Exercise prompt
Render the rows below as a Markdown table with two columns, No. and Text, giving each line its own number and skipping blank lines. Leave the pictures out of the table.

# Source material start

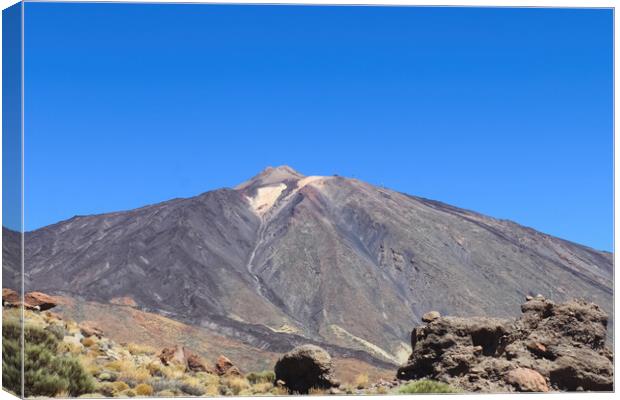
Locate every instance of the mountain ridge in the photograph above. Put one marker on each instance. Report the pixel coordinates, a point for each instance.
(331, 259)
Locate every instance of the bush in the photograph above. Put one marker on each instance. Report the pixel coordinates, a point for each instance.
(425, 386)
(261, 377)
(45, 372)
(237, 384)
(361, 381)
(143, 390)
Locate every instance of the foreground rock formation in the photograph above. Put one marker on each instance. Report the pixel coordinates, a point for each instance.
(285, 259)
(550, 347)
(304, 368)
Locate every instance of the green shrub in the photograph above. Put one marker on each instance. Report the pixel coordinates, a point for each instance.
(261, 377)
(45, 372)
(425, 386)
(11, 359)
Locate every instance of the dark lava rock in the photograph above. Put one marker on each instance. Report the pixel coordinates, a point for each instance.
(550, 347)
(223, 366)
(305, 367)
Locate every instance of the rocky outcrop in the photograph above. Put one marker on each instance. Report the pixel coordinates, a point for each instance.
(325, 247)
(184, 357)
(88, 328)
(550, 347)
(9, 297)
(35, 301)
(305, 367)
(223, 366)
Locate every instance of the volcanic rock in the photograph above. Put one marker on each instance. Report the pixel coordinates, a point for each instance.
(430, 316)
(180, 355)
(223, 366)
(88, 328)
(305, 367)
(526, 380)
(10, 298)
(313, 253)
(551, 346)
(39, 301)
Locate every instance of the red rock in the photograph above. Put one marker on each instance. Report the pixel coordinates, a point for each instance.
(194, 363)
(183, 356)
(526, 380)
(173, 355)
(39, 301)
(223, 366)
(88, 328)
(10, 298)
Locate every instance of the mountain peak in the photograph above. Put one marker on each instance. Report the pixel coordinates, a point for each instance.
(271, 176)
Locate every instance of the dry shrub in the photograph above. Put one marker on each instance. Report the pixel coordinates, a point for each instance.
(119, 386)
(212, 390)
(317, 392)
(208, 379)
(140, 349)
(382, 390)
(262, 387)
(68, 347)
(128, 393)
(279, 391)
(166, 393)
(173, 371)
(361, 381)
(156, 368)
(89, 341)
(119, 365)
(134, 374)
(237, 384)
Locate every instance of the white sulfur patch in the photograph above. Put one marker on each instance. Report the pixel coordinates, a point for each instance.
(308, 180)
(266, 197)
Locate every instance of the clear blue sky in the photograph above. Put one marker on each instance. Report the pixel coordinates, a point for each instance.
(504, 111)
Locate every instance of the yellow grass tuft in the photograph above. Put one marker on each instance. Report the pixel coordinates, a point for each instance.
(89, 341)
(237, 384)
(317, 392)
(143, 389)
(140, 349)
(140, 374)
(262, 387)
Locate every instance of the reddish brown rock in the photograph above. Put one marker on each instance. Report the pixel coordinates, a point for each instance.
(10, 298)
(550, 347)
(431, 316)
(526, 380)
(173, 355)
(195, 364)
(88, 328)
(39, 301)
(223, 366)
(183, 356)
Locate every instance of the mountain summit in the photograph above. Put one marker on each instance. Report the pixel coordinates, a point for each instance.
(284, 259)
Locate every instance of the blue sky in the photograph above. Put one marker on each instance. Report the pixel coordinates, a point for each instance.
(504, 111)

# Source material end

Worked answer
| No. | Text |
|---|---|
| 1 | Locate every instance of the mountain ridge in the photograph above. Put one marker on each instance. Report the pixel coordinates, a point for each instance. |
| 2 | (331, 259) |
| 3 | Locate every instance of the bush in the photograph above. Put one marker on each instance. Report the pixel coordinates, a point for each instance. |
| 4 | (425, 386) |
| 5 | (261, 377) |
| 6 | (45, 372) |
| 7 | (237, 384) |
| 8 | (361, 381) |
| 9 | (143, 390) |
| 10 | Locate every instance of the foreground rock formation in the photograph above. Put one marker on each instance. Report the pixel coordinates, a point for each instance. |
| 11 | (285, 259) |
| 12 | (550, 347) |
| 13 | (304, 368) |
| 14 | Locate every instance of the green shrub in the photograph above. Put one marker on each instance. Report the pixel coordinates, a point for each instance. |
| 15 | (261, 377) |
| 16 | (45, 372) |
| 17 | (425, 386) |
| 18 | (11, 359) |
| 19 | Locate every instance of the dark lava rock in the photograph above. Put one marker on each instance. Report the pixel coordinates, a point for each instance. |
| 20 | (550, 347) |
| 21 | (223, 366) |
| 22 | (305, 367) |
| 23 | Locate every instance of the rocky outcrop in the photograph above. Put one marker on each instance. Report the pixel coordinates, a point for each instance. |
| 24 | (325, 247) |
| 25 | (184, 357) |
| 26 | (88, 328) |
| 27 | (550, 347) |
| 28 | (9, 297) |
| 29 | (35, 301) |
| 30 | (305, 367) |
| 31 | (223, 366) |
| 32 | Locate every instance of the volcanic rock in the photograph above. Put one marker on each instance. Report the pixel coordinates, a point for each instance. |
| 33 | (430, 316) |
| 34 | (180, 355) |
| 35 | (223, 366) |
| 36 | (88, 328) |
| 37 | (305, 367) |
| 38 | (526, 380) |
| 39 | (10, 298) |
| 40 | (313, 253) |
| 41 | (551, 346) |
| 42 | (39, 301) |
| 43 | Locate every instance of the red rock in the photograph above. Put one marker on each instance. Report the pixel coordinates, a point for each instance. |
| 44 | (194, 363) |
| 45 | (183, 356) |
| 46 | (526, 380) |
| 47 | (173, 355) |
| 48 | (39, 301) |
| 49 | (223, 366) |
| 50 | (88, 328) |
| 51 | (10, 298) |
| 52 | Locate every instance of the mountain peak in the photograph above. Put one marker on each instance. Report the pixel coordinates, a point for each instance. |
| 53 | (271, 176) |
| 54 | Locate every instance of the dry shrub in the photograph above. Put one marker on each instance. Report the pixel coordinates, a point for each instance. |
| 55 | (119, 386) |
| 56 | (212, 390) |
| 57 | (317, 392) |
| 58 | (208, 379) |
| 59 | (140, 349) |
| 60 | (382, 390) |
| 61 | (262, 387) |
| 62 | (68, 347) |
| 63 | (128, 393) |
| 64 | (279, 391) |
| 65 | (166, 393) |
| 66 | (173, 371) |
| 67 | (361, 381) |
| 68 | (156, 368) |
| 69 | (89, 341) |
| 70 | (119, 365) |
| 71 | (134, 374) |
| 72 | (237, 384) |
| 73 | Locate every instance of the white sulfur patch in the photograph above. Put one marker on each instance. Report the pixel coordinates, a point for each instance. |
| 74 | (308, 180) |
| 75 | (266, 197) |
| 76 | Locate every instance of the clear blue sky in the photograph above. Put one marker on each instance. Report the pixel coordinates, a point for each instance. |
| 77 | (504, 111) |
| 78 | Locate every instance of the yellow grass tuft in the photograph above. Put one marker on each instance. Report the pixel coordinates, a point for each instance. |
| 79 | (89, 341) |
| 80 | (237, 384) |
| 81 | (317, 392) |
| 82 | (143, 389) |
| 83 | (140, 349) |
| 84 | (140, 374) |
| 85 | (262, 387) |
| 86 | Locate every instance of the reddish brown rock in the photograph above. Put one marker on each instance. Report the pixel coordinates, a point for each instance. |
| 87 | (10, 298) |
| 88 | (550, 347) |
| 89 | (431, 316) |
| 90 | (526, 380) |
| 91 | (173, 355) |
| 92 | (195, 364) |
| 93 | (88, 328) |
| 94 | (39, 301) |
| 95 | (223, 366) |
| 96 | (183, 356) |
| 97 | Locate every instance of the mountain summit in the photograph above. Put one marker on each instance. Report the pixel coordinates, a point for each instance. |
| 98 | (284, 259) |
| 99 | Locate every instance of the blue sky in the photograph above. Put one marker on each instance. Report the pixel coordinates, a point for each instance. |
| 100 | (504, 111) |